(WYBRANY FRAGMENT)
•••••
Reklama

"Jesteśmy metalowym zespołem"

Szwedzką grupę Evergrey mieliśmy okazję oglądać w Polsce w 2001 roku, podczas wspólnych koncertów z zespołem Therion. Wówczas Szwedzi promowali u nas album "In Search Of Truth". Wiosną 2003 roku pojawiła się czwarta w dyskografii Evergrey płyta, zatytułowana "Recreation Day". Album wyprodukowali gitarzyści zespołu, Tom S. Englund i Henrik Danhage z pomocą słynnego Fredrika Nordströma. Z tej okazji Henrik Danhage opowiedział Lesławowi Dutkowskiemu o nowym dziele Evergrey, a także o gitarach, na których gra.

Sesja nagraniowa albumu "Recreation Day" była momentami bardzo wyczerpująca. Czasami podobno nie spaliście przez 36 godzin. Zależało wam na tym, aby wszystko maksymalnie dopieścić?

W sumie wszystko zajęło nam jakieś dziewięć tygodni, z czego trzy przypadły na przedprodukcję, a reszta na same nagrania w studiu. Miks zajął jakieś pięć dni. Zależało nam przede wszystkim na tym, aby brzmienie było naprawdę dobre, więc pracowaliśmy jak prawdziwi maniacy, perfekcjoniści.
•••••
(Dane segmentacji regionów)
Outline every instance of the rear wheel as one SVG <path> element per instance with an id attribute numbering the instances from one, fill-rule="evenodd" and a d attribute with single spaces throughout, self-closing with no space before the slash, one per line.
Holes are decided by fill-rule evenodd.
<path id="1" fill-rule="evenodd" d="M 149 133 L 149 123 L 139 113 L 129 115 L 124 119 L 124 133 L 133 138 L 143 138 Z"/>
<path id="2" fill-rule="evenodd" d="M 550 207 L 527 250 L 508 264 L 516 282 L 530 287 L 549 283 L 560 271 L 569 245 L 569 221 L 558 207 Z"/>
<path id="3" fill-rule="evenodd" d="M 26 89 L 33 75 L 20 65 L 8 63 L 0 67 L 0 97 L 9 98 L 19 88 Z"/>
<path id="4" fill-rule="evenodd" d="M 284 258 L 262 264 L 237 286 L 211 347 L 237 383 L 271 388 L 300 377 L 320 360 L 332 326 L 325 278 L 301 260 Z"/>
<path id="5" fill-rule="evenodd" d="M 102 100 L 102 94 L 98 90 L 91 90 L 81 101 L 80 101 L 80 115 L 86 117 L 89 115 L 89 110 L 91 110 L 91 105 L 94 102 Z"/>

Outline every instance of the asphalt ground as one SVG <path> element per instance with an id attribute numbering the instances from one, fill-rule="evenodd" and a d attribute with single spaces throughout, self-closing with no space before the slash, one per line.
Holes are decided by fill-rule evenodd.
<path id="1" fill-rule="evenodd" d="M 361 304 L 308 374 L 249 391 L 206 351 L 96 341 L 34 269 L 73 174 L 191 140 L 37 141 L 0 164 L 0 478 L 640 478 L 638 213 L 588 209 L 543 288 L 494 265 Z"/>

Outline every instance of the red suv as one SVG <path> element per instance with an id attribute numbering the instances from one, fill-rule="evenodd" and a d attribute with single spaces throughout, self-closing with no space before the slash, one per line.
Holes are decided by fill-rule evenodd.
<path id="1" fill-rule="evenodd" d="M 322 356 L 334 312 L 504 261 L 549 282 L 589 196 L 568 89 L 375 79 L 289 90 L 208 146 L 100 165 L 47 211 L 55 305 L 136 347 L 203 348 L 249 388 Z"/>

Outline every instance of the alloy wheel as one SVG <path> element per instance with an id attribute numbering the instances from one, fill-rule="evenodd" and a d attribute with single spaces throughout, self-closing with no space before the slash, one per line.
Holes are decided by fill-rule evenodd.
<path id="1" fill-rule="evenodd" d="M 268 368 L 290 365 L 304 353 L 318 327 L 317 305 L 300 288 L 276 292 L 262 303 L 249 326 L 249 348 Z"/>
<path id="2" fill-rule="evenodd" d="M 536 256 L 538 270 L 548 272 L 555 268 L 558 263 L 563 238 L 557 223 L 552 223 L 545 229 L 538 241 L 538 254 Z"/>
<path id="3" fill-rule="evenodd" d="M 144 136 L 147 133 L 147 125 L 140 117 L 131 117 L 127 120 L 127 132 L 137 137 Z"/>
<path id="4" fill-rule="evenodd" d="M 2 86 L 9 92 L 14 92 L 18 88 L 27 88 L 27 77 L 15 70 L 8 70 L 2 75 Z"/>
•••••
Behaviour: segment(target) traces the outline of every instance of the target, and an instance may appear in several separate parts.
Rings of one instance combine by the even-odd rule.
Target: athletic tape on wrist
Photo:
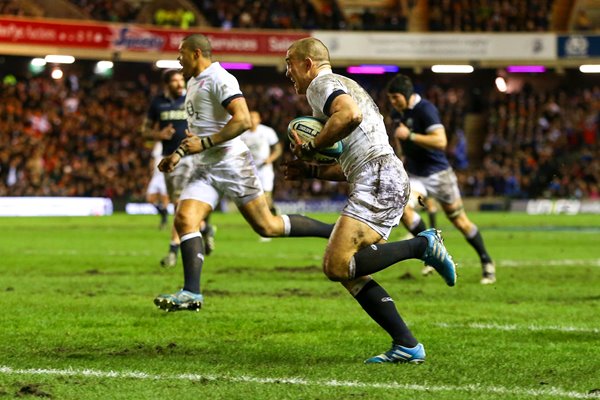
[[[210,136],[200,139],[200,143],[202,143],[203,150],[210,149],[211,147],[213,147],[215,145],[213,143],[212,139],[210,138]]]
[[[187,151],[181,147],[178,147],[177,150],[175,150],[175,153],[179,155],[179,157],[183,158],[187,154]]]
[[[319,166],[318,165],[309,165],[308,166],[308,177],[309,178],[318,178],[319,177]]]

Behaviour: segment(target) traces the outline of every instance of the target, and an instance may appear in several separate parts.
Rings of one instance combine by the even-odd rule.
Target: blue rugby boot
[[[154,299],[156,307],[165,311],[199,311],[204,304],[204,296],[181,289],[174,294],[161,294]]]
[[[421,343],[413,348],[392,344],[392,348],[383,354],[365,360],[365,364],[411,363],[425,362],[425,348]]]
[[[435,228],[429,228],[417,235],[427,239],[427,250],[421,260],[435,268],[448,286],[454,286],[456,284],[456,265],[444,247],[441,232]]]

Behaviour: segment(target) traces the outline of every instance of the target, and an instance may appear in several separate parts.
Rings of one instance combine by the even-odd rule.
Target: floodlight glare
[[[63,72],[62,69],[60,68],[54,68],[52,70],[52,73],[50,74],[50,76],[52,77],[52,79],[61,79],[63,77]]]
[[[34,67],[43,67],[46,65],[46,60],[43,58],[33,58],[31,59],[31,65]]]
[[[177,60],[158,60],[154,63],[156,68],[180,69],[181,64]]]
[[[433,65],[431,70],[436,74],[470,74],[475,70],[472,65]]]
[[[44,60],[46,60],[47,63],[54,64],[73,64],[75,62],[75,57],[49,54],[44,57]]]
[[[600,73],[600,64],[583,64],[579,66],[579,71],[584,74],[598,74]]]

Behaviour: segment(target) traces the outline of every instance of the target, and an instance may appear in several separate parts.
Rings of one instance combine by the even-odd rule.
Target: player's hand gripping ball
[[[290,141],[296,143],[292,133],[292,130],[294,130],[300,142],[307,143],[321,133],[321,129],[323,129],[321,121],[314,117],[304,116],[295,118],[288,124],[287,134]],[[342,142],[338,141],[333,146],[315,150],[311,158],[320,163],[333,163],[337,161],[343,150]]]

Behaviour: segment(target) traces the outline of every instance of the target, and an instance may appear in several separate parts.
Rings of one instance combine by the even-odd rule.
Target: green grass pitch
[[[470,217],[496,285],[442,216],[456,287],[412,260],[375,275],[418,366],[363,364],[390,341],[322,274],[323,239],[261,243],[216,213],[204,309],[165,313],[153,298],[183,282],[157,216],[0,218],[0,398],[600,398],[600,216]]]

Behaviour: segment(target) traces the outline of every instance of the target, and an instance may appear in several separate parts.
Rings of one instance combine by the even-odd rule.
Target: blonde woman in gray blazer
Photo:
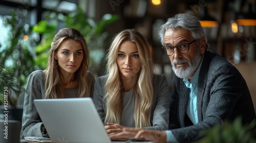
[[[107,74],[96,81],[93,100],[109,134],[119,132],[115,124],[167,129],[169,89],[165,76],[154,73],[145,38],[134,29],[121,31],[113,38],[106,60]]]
•••••
(CELE)
• 1. Ile czasu według tekstu o zespole Evergrey zajął miks albumu "Recreation Day"?
• 2. W wierszach z danymi zamień „red suv” na „gray sedan” od wiersza z „Outline every instance of the red” do wiersza z „322 356 L 334”. Podaj tylko te wiersze, poza tym bez zmian.

(WYNIKI ZADAŃ)
• 1. Miks zajął około pięciu dni.

• 2.
Outline every instance of the gray sedan as one SVG <path> element per instance with an id attribute numbering the instances from one, fill-rule="evenodd" and a d attribute with single spaces throughout, self-closing with no space before the slash, one per line.
Holes are decided by fill-rule evenodd.
<path id="1" fill-rule="evenodd" d="M 322 356 L 334 312 L 504 261 L 549 282 L 589 196 L 568 89 L 375 79 L 289 90 L 208 146 L 100 165 L 47 211 L 55 305 L 136 347 L 203 348 L 249 388 Z"/>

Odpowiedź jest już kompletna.